#### [QUOTED PASSAGE]
WASHINGTON - The United States will need to significantly change its approach to fighting terrorists and extremist groups or face the prospect of more never-ending wars in the Middle East, Africa and beyond, according to a new report that is already resonating with key lawmakers.
The blunt assessment, issued by the bipartisan Task Force on Extremism in Fragile States in a report released Wednesday, is the result of a comprehensive look at U.S. military campaigns against terror groups such as Islamic State and al-Qaida.
But after nearly two decades and an estimated $5.9 trillion spent on various campaigns and initiatives, the report concluded no amount of success on the battlefield will ever be enough to stop the spread of extremist ideology.
“Terrorism is a symptom, but extremism — an ideology calling for the imposition of a totalitarian order intent on destroying free societies like ours — is the disease,” the report warns. "The United States thus finds itself trapped in a seemingly endless cycle of crisis response.”
Prevention over military solutions
Instead, the task force said, the U.S. and its partners have no choice but to prioritize prevention over military solutions.
“Even modest preventive investments — if they are strategic, coordinated and well-timed — can reduce the risk that extremists will exploit fragile states," the report added.
Already, the findings are gaining momentum on Capitol Hill.
“You literally cannot kill your way into winning this battle against extremism,” Republican Senator Lindsey Graham told reporters, expressing support for a change in U.S. counterterror and counterextremism strategy.
“Bullets and bombs alone cannot defeat an ideology,” added Congressman Michael McCaul, the ranking Republican on the House Foreign Affairs Committee. “We need to deal with it at its core root problem. And that is despair.”
McCaul, along with House Foreign Affairs Committee chair Eliot Engel, is reintroducing the Global Fragility and Violence Reduction Act.
The legislation, which gained approval in the House last year, aims to build on many of the task force’s recommendations, helping to focus U.S. efforts and money on preventing the rise of extremist ideologies in nations that are fragile and at risk of collapse.
“Our efforts right now are fractured and disjointed across the government,” Engel said.
Under the proposed legislation, key government agencies, such as the Defense Department, the State Department and the U.S. Agency for International Development, would be required to coordinate their efforts, “so their work is more efficient and effective,” Engel said.The task force’s findings, and the move by lawmakers to embrace them, come as IS, whose ideology attracted tens of thousands of fighters to flock to Syria and Iraq and helped conquer large swaths of Syria and Iraq, appears to be in decline.

Dataset excerpts:
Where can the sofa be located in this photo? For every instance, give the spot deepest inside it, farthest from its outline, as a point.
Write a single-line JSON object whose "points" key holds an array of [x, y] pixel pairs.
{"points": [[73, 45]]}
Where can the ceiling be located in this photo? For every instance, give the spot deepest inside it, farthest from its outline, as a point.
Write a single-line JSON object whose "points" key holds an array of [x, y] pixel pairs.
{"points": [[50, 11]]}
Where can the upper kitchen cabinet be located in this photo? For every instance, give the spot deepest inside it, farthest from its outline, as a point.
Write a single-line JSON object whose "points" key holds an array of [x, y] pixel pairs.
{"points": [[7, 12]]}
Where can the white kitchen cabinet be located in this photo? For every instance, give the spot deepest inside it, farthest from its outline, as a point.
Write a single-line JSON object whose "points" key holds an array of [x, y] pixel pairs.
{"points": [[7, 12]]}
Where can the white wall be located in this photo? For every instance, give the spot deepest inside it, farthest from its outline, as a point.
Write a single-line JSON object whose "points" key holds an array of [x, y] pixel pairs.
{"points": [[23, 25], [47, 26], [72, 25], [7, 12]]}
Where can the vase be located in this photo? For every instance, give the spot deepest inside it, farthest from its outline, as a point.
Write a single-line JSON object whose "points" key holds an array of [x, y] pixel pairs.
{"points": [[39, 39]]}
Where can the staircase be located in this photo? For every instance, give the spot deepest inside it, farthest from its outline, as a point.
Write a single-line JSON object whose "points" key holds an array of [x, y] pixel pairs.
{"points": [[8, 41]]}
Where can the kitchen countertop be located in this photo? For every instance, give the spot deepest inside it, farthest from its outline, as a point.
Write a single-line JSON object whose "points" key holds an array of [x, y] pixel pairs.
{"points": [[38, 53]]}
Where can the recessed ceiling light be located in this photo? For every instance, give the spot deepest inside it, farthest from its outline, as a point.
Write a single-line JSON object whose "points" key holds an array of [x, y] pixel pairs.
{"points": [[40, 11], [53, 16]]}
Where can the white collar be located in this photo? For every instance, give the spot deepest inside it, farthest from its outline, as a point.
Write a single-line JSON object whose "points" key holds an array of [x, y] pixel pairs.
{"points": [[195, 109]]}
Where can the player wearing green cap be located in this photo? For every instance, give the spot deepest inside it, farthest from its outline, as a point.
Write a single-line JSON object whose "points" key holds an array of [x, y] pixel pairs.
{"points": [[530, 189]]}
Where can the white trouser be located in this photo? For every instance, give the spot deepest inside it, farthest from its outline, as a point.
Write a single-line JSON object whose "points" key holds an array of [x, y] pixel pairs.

#### [PROBLEM TO WORK ON]
Transcribe the part of the article on the extremism report starting at "Under the proposed" and ending at "be in decline.".

#### [EXPECTED OUTPUT]
Under the proposed legislation, key government agencies, such as the Defense Department, the State Department and the U.S. Agency for International Development, would be required to coordinate their efforts, “so their work is more efficient and effective,” Engel said.The task force’s findings, and the move by lawmakers to embrace them, come as IS, whose ideology attracted tens of thousands of fighters to flock to Syria and Iraq and helped conquer large swaths of Syria and Iraq, appears to be in decline.